=== Begin Enclosure ===

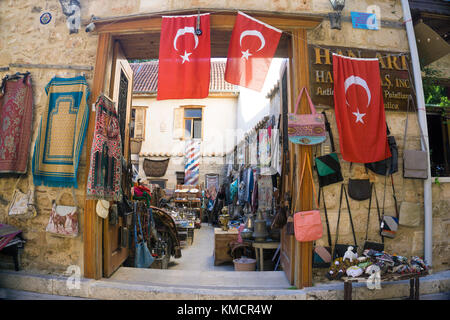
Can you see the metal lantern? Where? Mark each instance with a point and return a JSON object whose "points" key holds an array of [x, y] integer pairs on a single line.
{"points": [[335, 17]]}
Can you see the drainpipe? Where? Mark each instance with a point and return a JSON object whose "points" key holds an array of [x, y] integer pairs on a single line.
{"points": [[427, 194]]}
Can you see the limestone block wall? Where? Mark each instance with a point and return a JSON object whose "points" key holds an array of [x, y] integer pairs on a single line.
{"points": [[24, 40]]}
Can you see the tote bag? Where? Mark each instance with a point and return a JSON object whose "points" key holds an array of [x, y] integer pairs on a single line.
{"points": [[308, 224], [306, 129]]}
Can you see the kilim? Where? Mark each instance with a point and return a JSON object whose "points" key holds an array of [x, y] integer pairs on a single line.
{"points": [[192, 158], [61, 133], [105, 171], [16, 116]]}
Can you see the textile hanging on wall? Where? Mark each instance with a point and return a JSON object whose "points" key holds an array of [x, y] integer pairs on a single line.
{"points": [[61, 133], [105, 172], [192, 162], [265, 192], [16, 118]]}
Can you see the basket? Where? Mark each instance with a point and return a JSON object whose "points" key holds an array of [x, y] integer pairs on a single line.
{"points": [[155, 168], [244, 264]]}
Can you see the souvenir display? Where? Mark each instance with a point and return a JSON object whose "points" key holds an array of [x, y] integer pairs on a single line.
{"points": [[16, 118], [61, 133], [415, 162], [105, 170], [308, 224], [63, 219], [339, 250], [306, 129], [184, 58]]}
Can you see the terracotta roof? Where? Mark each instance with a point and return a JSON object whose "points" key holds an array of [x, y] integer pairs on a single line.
{"points": [[146, 77]]}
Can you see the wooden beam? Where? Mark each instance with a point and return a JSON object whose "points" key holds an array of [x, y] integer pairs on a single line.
{"points": [[92, 233], [221, 21], [303, 250]]}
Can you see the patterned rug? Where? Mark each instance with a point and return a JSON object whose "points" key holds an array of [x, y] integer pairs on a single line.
{"points": [[105, 172], [16, 116], [61, 133]]}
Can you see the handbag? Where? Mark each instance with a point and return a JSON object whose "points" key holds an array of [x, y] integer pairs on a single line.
{"points": [[327, 166], [340, 249], [415, 162], [63, 220], [389, 224], [22, 204], [308, 224], [306, 129], [387, 166], [377, 246], [321, 254], [290, 219], [142, 257]]}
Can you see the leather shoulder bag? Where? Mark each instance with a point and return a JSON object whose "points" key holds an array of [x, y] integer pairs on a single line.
{"points": [[306, 129], [415, 162]]}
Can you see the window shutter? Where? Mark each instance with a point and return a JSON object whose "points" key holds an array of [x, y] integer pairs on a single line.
{"points": [[178, 117], [139, 124]]}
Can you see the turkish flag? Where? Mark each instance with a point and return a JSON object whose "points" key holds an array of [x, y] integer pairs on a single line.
{"points": [[184, 58], [359, 108], [252, 47]]}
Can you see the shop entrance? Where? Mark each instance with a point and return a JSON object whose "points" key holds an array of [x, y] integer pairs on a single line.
{"points": [[138, 38]]}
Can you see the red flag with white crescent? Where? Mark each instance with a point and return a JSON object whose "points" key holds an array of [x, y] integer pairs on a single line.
{"points": [[359, 108], [252, 47], [184, 58]]}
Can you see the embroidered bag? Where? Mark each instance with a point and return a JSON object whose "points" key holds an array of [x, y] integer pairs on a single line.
{"points": [[308, 224], [306, 129], [63, 219]]}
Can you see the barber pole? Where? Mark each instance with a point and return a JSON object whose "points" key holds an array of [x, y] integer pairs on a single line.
{"points": [[192, 160]]}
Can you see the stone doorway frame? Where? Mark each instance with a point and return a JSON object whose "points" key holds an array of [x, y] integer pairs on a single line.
{"points": [[300, 273]]}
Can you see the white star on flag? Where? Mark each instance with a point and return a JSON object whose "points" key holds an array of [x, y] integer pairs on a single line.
{"points": [[359, 116], [245, 54], [185, 57]]}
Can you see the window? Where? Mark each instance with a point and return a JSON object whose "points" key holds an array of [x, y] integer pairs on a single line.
{"points": [[137, 123], [193, 123]]}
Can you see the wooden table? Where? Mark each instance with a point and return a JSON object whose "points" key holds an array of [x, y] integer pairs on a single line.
{"points": [[222, 251], [414, 283], [259, 249]]}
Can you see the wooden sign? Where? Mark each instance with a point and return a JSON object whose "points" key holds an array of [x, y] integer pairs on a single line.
{"points": [[393, 70]]}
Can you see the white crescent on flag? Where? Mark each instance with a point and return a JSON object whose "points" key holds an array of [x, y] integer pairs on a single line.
{"points": [[182, 32], [255, 33], [360, 82]]}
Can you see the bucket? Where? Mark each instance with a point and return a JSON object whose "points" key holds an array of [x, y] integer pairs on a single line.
{"points": [[244, 264]]}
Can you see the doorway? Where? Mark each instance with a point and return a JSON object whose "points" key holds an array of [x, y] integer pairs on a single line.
{"points": [[139, 38]]}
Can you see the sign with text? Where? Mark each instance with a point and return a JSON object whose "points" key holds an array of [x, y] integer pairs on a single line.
{"points": [[393, 69], [363, 20]]}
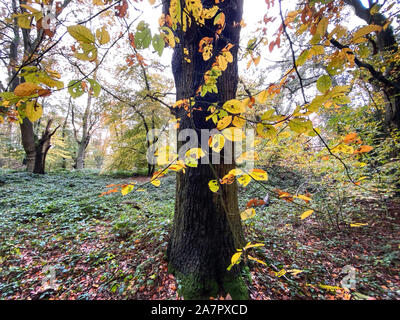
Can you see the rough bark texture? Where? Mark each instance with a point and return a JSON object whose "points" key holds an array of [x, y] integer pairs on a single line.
{"points": [[207, 227], [42, 147], [28, 142], [386, 47]]}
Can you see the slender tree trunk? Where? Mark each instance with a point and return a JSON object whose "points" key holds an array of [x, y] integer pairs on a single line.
{"points": [[81, 154], [42, 147], [207, 227]]}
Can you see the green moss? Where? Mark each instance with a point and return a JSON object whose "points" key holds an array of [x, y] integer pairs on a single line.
{"points": [[236, 287], [192, 288]]}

=== End Enclosure ===

▶ **EXERCISE REQUIREMENTS**: Pictures within the entries must not be reproduced; everything else is to be restated verbatim.

▶ **SOLUTION FOR THIS PROBLEM**:
Can you see the metal lantern? Where? Mark each instance with a point and return a JSON object whose "points" key holds an array of [x, y] integer pairs on a single line.
{"points": [[335, 17]]}
Can you see the drainpipe? Where? Mark each instance with a point and return a JSON object whose "points" key holds an array of [x, y] integer pairs on a single line.
{"points": [[427, 194]]}
Can you see the limestone block wall? Where? Mark each instance with a point and return a JSON object whose "points" key holds an array of [x, y] integer pairs on a single line.
{"points": [[24, 40]]}
Can you see the tote bag? Where? Mark each instance with a point and return a JSON object whose "points" key holds an array of [x, y] integer pairs on a single line.
{"points": [[308, 224], [306, 129]]}
Can you see the kilim? Where? Mark each instance with a point and return a JSON object whose "points" key holds an array of [x, y] integer pairs on a single line.
{"points": [[192, 158], [61, 133], [105, 171], [16, 116]]}
Can you see the textile hanging on wall? Where? Mark each instance with a point and return a JSON object whose "points" key holds an array of [x, y] integer pairs on a single line.
{"points": [[61, 133], [105, 172], [192, 162], [265, 192], [16, 118]]}
Can you see the basket? Where? Mark each instance with a point and return a JSON object whose "points" key holds an array of [x, y] integer pairs on a single line.
{"points": [[155, 168], [244, 264]]}
Can you see the souvenir display? Where? Mark each instance with a point and return a JSON object whose "points" key holds an array of [x, y] integer pairs on a single line.
{"points": [[16, 118], [61, 133], [415, 162], [105, 170], [308, 224], [63, 219], [339, 250], [306, 129], [184, 58]]}
Can you see the terracotta roof? Where? Mark each instance with a point and return a JSON object whose "points" key holds an array of [x, y] integer pairs on a single line.
{"points": [[146, 77]]}
Can you see the wooden beam? Where? Mark each instance with a point and return a JSON object whose "points" key holds an array of [x, y] integer pairs on a single line.
{"points": [[92, 233], [221, 21], [303, 250]]}
Can you see the patterned rug? Where? Mark each instance with a point and return a JSON object whose "points" key holds an array of [x, y] integer pairs on a single line.
{"points": [[105, 172], [16, 116], [61, 133]]}
Can you see the handbag? Where? Mark each instance with a point and return a JSON object whose "points" key holds an array of [x, y] integer pairs on a single line.
{"points": [[327, 166], [340, 249], [415, 162], [63, 220], [389, 224], [22, 204], [308, 224], [306, 129], [387, 166], [377, 246], [321, 254], [290, 219], [142, 257]]}
Can you see the leather shoulder bag? Where? Mark each instance with a point and return a JSON object whose "points" key holds an array of [x, y] integer pairs on a single line.
{"points": [[306, 129], [415, 162]]}
Can you see the window shutter? Where? Mark each instance with a point and return a JSON object whose "points" key holds an array of [x, y] integer pairs on a single line.
{"points": [[178, 117], [139, 124]]}
Can you see the turkish flag? Where? Mark each instance with a point and return a JSON object whose "points" key holds an array of [x, y] integer pairs on a single line.
{"points": [[184, 58], [359, 108], [252, 47]]}
Can you see the shop entrance? Where? Mark each instance with a point and return a JSON object whose "points" key holds an array of [x, y] integer pairs on a single line.
{"points": [[138, 38]]}
Can you see the red flag with white crescent? Where? Mark each instance with a point and return a JSON object whose "points" key holds an array of [x, y] integer pairs on a single line.
{"points": [[359, 108], [252, 47], [184, 58]]}
Can you see the embroidered bag? Where? Mark each instance with a point and return a JSON object whose "points" key holds an array of [x, y] integer pairs on a single line.
{"points": [[308, 224], [306, 129], [63, 219]]}
Can you see the barber pole? Where? Mark each instance with a point and return a JSON object whose "points" key holds an array of [x, y] integer pairs on a single line.
{"points": [[192, 160]]}
Can you see the stone doorway frame? Where? Mark each instance with a point and return a JSON object whose "points" key holds an array of [x, y] integer pairs on a single line.
{"points": [[300, 273]]}
Can you see the white star on flag? Where? Mark each instance with a point and return a JSON object whose "points" key holds an array of [x, y] integer pairs on a single line.
{"points": [[359, 116], [245, 54], [185, 57]]}
Can you see the window? Where? Mark each instance with a point and return a JSON object whose "points" key holds an array of [x, y] integer pairs on a single line.
{"points": [[137, 123], [193, 123]]}
Can you see the wooden table? Where? Mark each instance with a point and return a JSON object whose "points" key holds an array of [x, y] integer pairs on a single line.
{"points": [[222, 251], [414, 283], [259, 249]]}
Can you see the wooden sign? Where? Mark each instance with a point and return a JSON object whose "points" key holds an array of [x, y] integer pairs on a single line.
{"points": [[393, 70]]}
Can you see the white crescent on flag? Where? Mark each instance with a point and return a JSON object whose "points" key holds an array of [x, y] integer pairs on a single line.
{"points": [[182, 32], [255, 33], [360, 82]]}
Can you see the bucket? Where? Mark each instance with a point and return a JSON object whose "points" key holds an array of [x, y] integer pairs on a single line.
{"points": [[244, 264]]}
Can you see the doorway? Where? Mark each instance with a point and return a JSON object whose "points" key holds an array of [x, y] integer pairs on a single line.
{"points": [[139, 38]]}
Can you see the sign with text? Where? Mark each instance with a point and return a JSON object whose "points" key holds an array of [x, y] integer pairs on a single line.
{"points": [[393, 69], [363, 20]]}
Can you see the rough bark texture? Where? Mark each instance with a point and return a JSON object whose "points" key holds an array of [x, y] integer pairs on a single line.
{"points": [[207, 227], [42, 147], [28, 142], [386, 47]]}
Can you see the slender tree trunk? Where? Mark each instance with a point and return a JSON object whose "points" key holds an array of [x, y] integer pairs on a single line.
{"points": [[81, 154], [42, 147], [207, 227]]}
Can you see the green moss? Where? Mark each instance with a point and return a JSON object whose "points" key holds an array of [x, y] integer pairs on a single line.
{"points": [[236, 287], [192, 288]]}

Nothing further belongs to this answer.